Data listing -
........
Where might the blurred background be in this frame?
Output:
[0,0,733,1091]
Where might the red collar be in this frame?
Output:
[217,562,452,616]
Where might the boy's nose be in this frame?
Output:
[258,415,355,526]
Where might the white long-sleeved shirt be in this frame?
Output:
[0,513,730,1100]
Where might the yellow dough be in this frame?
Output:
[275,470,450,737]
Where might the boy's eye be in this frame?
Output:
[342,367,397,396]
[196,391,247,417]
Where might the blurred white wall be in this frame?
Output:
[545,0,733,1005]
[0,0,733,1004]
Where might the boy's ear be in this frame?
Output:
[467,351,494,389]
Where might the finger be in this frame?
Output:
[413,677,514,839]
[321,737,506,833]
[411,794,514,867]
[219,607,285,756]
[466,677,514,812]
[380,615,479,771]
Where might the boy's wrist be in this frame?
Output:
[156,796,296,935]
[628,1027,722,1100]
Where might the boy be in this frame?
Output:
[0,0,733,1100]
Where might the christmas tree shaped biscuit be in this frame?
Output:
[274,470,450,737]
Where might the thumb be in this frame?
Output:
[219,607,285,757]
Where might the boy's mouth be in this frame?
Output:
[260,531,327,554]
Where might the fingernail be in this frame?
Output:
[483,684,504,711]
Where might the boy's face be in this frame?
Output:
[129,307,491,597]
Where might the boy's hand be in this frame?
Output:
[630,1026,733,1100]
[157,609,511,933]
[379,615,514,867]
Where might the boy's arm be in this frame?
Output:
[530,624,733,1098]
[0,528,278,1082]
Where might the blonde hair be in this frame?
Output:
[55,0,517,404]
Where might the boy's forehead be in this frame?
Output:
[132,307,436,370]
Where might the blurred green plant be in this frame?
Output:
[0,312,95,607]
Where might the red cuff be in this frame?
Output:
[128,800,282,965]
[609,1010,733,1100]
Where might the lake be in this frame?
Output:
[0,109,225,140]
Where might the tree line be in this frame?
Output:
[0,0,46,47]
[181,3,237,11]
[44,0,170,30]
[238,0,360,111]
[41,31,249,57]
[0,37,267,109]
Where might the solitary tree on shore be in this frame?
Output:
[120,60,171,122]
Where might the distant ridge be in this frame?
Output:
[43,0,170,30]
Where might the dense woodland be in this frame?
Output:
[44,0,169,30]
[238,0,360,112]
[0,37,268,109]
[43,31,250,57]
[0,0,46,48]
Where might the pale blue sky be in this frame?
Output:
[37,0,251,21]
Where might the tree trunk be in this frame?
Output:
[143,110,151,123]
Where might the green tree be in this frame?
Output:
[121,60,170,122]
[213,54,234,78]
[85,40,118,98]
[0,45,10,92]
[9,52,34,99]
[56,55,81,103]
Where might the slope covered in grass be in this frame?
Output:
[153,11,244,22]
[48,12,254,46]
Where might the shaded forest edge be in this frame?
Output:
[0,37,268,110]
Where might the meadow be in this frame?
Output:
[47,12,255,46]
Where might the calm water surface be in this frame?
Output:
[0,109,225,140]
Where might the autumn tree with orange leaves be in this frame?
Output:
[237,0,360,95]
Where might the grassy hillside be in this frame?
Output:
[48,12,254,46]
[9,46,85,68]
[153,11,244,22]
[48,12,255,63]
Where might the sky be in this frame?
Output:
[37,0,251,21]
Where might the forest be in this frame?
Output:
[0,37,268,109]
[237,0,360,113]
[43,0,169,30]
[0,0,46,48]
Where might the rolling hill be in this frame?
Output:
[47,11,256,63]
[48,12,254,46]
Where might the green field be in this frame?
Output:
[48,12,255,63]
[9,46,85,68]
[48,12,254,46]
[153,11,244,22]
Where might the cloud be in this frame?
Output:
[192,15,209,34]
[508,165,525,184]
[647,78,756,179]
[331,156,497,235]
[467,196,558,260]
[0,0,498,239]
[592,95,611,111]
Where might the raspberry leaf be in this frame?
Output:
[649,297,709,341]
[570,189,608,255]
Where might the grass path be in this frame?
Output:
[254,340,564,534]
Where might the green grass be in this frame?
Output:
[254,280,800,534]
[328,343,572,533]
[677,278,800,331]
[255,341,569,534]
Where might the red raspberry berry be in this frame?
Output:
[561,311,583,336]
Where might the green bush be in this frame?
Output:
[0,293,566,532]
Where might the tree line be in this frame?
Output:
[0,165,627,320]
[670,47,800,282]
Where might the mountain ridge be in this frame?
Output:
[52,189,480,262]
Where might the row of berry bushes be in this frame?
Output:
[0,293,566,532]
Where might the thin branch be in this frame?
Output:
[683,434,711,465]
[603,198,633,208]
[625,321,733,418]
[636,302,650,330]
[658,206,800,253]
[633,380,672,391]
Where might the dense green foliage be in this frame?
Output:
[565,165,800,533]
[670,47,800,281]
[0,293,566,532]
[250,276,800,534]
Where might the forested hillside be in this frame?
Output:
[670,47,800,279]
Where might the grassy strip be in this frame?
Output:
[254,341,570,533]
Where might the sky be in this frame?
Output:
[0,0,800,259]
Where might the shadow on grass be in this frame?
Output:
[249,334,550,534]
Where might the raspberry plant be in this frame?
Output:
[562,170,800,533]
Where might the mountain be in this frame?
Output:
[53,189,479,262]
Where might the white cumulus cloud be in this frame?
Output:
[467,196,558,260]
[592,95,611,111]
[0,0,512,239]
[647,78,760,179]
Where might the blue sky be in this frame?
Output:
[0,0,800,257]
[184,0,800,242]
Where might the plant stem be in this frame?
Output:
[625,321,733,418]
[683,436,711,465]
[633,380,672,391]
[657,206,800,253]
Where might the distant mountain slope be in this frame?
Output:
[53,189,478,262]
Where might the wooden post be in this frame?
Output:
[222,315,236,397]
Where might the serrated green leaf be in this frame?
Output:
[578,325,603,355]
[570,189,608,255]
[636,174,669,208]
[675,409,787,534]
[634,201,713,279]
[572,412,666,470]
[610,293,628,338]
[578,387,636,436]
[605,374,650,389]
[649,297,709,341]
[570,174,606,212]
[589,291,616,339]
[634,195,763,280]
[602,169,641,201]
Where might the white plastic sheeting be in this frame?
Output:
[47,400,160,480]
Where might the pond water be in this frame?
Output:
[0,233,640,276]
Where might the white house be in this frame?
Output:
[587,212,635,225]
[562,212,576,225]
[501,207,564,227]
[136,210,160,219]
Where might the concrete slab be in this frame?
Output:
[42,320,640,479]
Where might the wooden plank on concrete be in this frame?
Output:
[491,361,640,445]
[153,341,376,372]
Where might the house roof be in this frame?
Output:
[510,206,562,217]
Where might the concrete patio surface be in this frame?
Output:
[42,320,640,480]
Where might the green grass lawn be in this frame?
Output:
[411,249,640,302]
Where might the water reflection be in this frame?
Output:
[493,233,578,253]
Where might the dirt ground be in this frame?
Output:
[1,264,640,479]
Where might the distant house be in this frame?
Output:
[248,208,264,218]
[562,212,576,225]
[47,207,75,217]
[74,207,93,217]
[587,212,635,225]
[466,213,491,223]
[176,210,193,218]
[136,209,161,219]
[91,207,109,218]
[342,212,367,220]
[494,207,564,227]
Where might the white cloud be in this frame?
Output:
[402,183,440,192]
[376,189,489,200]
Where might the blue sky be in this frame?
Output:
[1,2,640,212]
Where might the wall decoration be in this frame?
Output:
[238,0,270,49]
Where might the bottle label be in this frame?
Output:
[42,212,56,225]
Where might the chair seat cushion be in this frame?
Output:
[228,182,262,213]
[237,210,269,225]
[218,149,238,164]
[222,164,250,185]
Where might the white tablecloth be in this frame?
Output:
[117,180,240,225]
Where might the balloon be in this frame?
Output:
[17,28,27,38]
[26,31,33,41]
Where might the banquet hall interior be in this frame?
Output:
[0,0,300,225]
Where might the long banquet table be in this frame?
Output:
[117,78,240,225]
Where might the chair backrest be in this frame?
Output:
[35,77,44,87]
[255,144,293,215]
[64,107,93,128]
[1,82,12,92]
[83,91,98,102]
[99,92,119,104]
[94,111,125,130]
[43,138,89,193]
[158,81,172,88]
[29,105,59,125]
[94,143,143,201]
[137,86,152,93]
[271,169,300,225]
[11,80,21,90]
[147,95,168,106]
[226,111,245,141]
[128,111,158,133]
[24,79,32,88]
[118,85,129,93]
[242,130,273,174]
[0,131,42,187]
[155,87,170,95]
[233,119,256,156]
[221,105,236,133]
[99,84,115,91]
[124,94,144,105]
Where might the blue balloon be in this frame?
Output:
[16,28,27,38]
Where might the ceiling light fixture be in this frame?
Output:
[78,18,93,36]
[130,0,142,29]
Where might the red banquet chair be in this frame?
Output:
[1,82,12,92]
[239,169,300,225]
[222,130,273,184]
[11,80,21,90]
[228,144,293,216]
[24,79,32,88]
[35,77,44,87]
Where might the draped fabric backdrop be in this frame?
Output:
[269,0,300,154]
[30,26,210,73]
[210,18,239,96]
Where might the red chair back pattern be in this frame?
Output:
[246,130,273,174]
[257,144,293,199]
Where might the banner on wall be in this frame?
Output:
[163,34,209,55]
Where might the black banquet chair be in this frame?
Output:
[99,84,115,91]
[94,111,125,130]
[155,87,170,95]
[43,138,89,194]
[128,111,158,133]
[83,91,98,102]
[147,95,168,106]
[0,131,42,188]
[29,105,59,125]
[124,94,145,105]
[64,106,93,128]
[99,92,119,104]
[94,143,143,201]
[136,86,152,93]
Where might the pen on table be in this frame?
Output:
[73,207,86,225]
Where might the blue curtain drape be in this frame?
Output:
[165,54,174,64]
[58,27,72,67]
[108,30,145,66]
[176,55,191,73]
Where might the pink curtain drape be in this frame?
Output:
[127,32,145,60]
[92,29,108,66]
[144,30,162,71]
........
Task requirements - Please pull out every line of the material that contains the word "hillside", matching case exactly.

Result of this exercise -
Where might the grassy hillside be in this frame?
Where might the forested hillside be in this frame?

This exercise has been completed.